Given request
Which lines in the data below contain the word "paved"? Pick out each one and copy it in full.

Data provided
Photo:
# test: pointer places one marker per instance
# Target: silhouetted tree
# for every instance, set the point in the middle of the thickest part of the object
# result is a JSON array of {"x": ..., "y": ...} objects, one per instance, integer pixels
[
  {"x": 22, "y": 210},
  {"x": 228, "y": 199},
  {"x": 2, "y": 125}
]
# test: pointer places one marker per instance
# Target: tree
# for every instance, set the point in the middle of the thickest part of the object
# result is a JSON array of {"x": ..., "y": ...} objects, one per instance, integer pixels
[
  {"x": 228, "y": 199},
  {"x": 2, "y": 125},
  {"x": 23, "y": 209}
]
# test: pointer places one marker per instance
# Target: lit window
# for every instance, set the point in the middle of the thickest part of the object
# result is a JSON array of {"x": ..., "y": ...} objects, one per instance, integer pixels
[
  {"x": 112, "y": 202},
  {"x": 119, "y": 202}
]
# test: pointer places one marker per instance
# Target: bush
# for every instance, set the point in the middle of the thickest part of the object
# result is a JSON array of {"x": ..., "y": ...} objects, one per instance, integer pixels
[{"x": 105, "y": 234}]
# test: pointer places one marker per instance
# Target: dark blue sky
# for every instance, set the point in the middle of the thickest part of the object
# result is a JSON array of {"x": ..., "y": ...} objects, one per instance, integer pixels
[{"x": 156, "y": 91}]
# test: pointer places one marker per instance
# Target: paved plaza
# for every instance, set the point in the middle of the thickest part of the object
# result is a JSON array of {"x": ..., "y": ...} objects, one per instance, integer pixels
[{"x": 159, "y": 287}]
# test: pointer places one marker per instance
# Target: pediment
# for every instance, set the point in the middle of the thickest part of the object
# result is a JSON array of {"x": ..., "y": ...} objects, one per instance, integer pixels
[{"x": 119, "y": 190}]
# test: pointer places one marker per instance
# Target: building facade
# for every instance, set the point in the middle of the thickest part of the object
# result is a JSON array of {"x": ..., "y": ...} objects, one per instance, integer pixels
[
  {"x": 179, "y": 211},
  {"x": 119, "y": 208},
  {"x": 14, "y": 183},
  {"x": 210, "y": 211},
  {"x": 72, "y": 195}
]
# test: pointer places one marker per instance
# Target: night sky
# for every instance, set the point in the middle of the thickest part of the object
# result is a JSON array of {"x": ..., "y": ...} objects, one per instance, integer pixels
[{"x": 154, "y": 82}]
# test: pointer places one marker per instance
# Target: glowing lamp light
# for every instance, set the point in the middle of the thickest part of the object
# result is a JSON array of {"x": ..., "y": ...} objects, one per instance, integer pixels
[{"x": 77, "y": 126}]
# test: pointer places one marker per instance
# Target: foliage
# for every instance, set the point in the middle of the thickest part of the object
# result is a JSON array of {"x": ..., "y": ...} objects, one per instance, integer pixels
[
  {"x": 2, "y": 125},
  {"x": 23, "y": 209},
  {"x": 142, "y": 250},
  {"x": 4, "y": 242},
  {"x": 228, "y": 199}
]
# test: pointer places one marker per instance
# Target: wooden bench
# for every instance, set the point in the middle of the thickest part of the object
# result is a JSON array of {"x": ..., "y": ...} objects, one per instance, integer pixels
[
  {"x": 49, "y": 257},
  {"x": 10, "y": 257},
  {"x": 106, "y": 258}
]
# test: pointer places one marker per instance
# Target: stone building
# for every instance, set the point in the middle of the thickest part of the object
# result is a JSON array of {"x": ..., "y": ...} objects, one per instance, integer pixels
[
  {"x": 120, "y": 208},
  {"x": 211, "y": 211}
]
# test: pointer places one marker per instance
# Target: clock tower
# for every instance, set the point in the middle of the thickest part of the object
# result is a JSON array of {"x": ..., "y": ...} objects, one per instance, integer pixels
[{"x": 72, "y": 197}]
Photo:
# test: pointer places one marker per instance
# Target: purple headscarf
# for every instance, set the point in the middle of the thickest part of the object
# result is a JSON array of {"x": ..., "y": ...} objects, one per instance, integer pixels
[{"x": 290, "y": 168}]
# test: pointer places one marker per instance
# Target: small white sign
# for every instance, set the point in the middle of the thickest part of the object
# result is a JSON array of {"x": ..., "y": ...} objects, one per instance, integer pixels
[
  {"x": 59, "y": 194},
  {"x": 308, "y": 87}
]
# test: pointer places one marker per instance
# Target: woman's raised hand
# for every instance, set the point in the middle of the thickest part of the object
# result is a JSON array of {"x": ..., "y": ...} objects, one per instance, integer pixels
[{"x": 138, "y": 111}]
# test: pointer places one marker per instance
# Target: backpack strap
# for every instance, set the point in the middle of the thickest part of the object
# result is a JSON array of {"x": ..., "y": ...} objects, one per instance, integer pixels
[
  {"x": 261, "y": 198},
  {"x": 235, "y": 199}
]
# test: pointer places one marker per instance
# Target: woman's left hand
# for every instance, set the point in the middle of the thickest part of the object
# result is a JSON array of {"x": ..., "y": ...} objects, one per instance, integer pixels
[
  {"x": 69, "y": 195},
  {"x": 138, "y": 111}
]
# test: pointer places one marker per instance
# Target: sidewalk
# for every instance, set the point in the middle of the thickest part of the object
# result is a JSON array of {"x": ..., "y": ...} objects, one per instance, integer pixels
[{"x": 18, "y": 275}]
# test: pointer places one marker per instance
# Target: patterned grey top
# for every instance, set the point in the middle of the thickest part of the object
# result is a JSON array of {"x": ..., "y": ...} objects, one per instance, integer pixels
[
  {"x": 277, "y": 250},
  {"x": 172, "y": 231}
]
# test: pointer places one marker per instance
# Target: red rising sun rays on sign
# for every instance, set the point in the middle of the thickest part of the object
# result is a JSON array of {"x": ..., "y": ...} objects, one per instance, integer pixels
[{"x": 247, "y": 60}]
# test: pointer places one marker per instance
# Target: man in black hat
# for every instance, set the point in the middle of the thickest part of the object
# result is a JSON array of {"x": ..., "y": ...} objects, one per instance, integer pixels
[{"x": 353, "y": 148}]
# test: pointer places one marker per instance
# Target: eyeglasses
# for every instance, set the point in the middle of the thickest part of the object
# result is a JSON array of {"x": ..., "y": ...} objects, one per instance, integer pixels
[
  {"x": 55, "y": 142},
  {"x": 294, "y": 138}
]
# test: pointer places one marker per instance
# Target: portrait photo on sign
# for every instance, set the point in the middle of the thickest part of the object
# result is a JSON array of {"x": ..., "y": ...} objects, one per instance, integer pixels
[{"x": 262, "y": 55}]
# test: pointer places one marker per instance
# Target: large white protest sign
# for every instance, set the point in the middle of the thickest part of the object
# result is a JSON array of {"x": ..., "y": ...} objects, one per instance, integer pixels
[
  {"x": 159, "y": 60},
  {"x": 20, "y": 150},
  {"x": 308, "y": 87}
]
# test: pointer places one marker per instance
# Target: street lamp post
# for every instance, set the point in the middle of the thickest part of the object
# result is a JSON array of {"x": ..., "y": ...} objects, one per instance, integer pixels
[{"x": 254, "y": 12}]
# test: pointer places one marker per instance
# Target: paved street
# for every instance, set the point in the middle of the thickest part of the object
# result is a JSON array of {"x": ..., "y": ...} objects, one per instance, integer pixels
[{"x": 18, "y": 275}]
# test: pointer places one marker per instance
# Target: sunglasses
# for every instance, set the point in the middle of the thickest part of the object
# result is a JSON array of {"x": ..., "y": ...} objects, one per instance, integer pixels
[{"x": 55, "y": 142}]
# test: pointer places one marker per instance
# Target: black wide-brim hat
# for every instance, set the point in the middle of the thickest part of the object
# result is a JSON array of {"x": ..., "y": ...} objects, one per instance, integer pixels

Reply to the task
# Target: paved plaza
# Target: paved street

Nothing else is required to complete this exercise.